EXCERTO DO DOCUMENTO ->
Num diálogo com Óscar Lopes, em 1970, no Seminário da Boa Nova, Valadares, sobre a crise da fé, D. António Ferreira Gomes, cujo centenário do nascimento se comemorou no passado dia 10, deixou um pronunciamento polémico. Referindo-se à religião de Fátima, disse: "Sabemos que para baixo de Fátima ainda há todo o culto mágico que, tomado a sério, é uma ofensa profunda a Deus, porque na realidade a magia está a embotar o sentimento religioso do povo. A magia é uma vontade de encadear, de prender as forças sobrenaturais, consideradas mais como malignas do que como benéficas. Ora, isto, em relação à religião cristã, é a maior ofensa que se pode fazer a um Deus de bondade. Mas nós lidamos com isto, lidamos com a religião utilitária, do 'dou para que dês'. Eu prometo, eu faço uma promessa para que Deus me faça isto ou aquilo. Faço um negócio, um contrato. E para quê? Evidentemente, para a vida, para a saúde, para o dinheiro, para isto tudo. Ora, isto, com muita piedade e muita fé no nosso povo, isto não é religião cristã de forma nenhuma."

LINHAS APRESENTADAS ->
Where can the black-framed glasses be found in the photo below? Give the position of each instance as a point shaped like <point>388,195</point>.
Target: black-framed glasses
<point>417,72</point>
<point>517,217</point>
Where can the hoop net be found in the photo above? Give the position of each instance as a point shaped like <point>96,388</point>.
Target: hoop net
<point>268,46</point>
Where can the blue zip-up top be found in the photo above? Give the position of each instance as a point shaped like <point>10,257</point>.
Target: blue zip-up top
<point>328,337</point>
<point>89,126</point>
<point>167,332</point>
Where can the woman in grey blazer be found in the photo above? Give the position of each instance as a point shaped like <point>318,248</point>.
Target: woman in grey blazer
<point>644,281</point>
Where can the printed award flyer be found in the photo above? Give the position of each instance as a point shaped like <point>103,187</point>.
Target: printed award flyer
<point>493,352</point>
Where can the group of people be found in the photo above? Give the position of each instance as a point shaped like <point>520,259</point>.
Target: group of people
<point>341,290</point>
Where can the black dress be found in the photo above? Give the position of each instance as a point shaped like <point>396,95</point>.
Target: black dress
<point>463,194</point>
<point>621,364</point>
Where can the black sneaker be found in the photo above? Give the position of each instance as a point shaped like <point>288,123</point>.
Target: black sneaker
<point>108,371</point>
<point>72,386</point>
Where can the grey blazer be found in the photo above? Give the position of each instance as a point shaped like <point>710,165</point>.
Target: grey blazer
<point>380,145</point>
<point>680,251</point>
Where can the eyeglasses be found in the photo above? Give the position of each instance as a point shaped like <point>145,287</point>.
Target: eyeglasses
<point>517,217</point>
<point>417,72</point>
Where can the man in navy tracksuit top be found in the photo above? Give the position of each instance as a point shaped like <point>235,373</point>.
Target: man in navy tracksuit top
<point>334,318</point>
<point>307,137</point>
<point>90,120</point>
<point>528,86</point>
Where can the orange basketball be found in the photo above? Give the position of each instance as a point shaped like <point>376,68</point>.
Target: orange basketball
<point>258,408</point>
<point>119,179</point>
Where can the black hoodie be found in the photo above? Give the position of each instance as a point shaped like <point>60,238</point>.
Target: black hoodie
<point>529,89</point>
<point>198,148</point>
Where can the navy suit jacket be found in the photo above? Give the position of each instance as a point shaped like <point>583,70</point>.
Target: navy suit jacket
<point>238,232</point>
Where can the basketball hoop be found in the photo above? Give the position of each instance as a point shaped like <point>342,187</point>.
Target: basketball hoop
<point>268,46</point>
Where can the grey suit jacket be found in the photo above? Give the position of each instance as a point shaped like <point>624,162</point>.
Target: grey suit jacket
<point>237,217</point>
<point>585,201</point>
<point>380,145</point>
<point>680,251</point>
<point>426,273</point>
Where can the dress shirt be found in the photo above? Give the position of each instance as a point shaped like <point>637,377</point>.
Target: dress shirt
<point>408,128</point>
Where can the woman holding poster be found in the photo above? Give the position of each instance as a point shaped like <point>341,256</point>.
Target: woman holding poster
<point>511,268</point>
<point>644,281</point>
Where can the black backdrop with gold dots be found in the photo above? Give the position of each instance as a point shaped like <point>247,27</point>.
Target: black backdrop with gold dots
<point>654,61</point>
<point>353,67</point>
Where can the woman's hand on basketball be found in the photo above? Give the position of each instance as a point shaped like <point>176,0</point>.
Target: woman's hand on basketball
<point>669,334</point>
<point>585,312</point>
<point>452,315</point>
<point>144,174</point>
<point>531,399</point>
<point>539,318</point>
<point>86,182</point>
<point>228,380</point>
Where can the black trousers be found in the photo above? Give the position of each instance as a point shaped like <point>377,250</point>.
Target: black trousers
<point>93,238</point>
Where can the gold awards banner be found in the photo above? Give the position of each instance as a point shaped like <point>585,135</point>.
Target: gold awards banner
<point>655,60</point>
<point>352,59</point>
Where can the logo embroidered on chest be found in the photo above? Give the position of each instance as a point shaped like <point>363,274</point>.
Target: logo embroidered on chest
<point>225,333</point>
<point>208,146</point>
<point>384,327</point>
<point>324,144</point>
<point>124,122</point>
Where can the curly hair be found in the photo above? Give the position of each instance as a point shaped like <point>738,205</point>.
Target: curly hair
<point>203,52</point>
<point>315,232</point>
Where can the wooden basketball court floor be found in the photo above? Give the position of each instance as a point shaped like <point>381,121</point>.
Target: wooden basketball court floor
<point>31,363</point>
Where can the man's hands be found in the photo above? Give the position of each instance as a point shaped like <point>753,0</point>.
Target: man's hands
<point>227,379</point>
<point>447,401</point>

--

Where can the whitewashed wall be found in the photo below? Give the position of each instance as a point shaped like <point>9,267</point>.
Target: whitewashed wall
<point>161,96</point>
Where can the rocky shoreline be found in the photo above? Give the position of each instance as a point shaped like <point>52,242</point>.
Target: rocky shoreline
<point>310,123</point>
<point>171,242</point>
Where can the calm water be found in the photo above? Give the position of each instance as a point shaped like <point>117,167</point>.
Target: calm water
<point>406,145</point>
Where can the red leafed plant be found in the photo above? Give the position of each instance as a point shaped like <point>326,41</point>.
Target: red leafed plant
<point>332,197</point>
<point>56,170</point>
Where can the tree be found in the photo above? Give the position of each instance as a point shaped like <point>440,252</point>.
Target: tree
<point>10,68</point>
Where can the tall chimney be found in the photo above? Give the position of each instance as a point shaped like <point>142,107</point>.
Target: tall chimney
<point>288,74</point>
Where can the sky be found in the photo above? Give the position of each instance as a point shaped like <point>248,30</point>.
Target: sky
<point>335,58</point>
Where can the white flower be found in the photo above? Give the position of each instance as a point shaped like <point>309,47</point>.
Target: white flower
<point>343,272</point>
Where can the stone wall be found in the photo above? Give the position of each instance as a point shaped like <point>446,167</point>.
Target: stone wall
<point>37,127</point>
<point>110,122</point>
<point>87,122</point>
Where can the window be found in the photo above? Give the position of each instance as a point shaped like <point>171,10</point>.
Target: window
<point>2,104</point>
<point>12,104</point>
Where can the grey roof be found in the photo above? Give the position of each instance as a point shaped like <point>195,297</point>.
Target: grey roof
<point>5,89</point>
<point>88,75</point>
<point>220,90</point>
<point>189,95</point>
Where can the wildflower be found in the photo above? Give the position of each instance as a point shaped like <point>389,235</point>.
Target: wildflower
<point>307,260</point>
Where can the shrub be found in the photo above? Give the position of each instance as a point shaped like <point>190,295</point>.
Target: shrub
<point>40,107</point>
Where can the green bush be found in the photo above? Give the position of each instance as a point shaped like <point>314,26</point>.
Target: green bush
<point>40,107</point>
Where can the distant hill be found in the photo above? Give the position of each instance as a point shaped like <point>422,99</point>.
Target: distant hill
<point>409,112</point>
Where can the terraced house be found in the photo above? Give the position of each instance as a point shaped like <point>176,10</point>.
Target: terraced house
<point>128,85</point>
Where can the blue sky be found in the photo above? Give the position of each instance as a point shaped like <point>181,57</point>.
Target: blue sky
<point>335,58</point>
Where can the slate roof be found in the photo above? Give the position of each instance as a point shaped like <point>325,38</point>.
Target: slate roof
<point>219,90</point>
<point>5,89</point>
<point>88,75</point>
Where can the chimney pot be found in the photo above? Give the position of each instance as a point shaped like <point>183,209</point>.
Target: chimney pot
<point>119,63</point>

PARTES DO EXERCÍCIO ->
(A) Podes citar na íntegra o excerto sobre a religião de Fátima?
(B) Podes dispor em tabela Markdown as linhas que vão da que contém "Where can the curly" até à que contém "<point>31,363</point>", ambas incluídas, pondo o número de cada uma na coluna Nº e o seu texto na coluna Conteúdo, sem as linhas em branco?
As linhas não têm qualquer relação com o excerto.

AS RESPOSTAS ->
(A)
Num diálogo com Óscar Lopes, em 1970, no Seminário da Boa Nova, Valadares, sobre a crise da fé, D. António Ferreira Gomes, cujo centenário do nascimento se comemorou no passado dia 10, deixou um pronunciamento polémico. Referindo-se à religião de Fátima, disse: "Sabemos que para baixo de Fátima ainda há todo o culto mágico que, tomado a sério, é uma ofensa profunda a Deus, porque na realidade a magia está a embotar o sentimento religioso do povo. A magia é uma vontade de encadear, de prender as forças sobrenaturais, consideradas mais como malignas do que como benéficas. Ora, isto, em relação à religião cristã, é a maior ofensa que se pode fazer a um Deus de bondade. Mas nós lidamos com isto, lidamos com a religião utilitária, do 'dou para que dês'. Eu prometo, eu faço uma promessa para que Deus me faça isto ou aquilo. Faço um negócio, um contrato. E para quê? Evidentemente, para a vida, para a saúde, para o dinheiro, para isto tudo. Ora, isto, com muita piedade e muita fé no nosso povo, isto não é religião cristã de forma nenhuma."

(B)
| Nº | Conteúdo |
|---|---|
| 1 | Where can the curly hair be found in the photo above? Give the position of each instance as a point shaped like <point>738,205</point>. |
| 2 | Target: curly hair |
| 3 | <point>203,52</point> |
| 4 | <point>315,232</point> |
| 5 | Where can the wooden basketball court floor be found in the photo above? Give the position of each instance as a point shaped like <point>381,121</point>. |
| 6 | Target: wooden basketball court floor |
| 7 | <point>31,363</point> |